[Task to complete] Rewrite the records from the start up to and including the line with "166L344 167L346 176L349", changing "santa hat" to "winter hat" and keeping everything else the same. Return only those lines.

[Provided material]
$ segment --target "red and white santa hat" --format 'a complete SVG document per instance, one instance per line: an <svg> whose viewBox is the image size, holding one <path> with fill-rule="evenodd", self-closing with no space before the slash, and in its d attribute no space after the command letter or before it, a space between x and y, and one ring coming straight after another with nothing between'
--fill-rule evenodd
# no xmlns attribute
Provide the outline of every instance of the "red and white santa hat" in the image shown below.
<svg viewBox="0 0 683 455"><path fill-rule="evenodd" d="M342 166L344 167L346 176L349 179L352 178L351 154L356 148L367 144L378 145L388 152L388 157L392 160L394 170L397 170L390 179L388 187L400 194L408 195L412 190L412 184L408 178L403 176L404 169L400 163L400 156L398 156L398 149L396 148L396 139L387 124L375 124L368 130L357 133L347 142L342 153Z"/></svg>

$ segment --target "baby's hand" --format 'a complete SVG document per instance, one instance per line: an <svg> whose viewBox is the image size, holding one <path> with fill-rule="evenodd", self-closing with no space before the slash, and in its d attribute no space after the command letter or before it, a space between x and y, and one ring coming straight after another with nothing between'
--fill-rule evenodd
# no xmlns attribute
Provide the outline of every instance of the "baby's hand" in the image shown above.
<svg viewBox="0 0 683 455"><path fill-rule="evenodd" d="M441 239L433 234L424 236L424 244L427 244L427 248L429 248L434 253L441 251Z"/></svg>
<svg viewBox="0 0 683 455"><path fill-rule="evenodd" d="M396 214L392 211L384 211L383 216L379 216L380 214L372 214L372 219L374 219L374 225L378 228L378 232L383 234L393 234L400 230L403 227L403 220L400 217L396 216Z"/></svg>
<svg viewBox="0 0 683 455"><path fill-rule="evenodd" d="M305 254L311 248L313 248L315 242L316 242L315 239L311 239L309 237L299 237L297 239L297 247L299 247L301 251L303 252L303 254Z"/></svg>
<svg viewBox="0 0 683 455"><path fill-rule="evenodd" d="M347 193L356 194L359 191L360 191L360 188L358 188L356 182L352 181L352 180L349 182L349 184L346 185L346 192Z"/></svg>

[Expected output]
$ segment --target "red and white winter hat" --format 'a complete SVG document per instance, one instance per line: an <svg> whose viewBox is the image size, holding one <path> with fill-rule="evenodd", self-closing with no space before the slash, and in its d attribute no space after the command letter or before it, a space between x and y, and one ring coming straight after another with nothing between'
--fill-rule evenodd
# no xmlns attribute
Provide the outline of every instance of the "red and white winter hat" in the image shown below.
<svg viewBox="0 0 683 455"><path fill-rule="evenodd" d="M342 166L344 167L346 176L349 179L352 178L351 154L356 148L367 144L378 145L388 152L388 157L392 160L394 170L397 170L390 179L388 187L400 194L408 195L412 190L412 184L408 178L403 176L404 169L400 163L400 156L398 156L398 149L396 148L396 139L387 124L375 124L368 130L357 133L347 142L342 153Z"/></svg>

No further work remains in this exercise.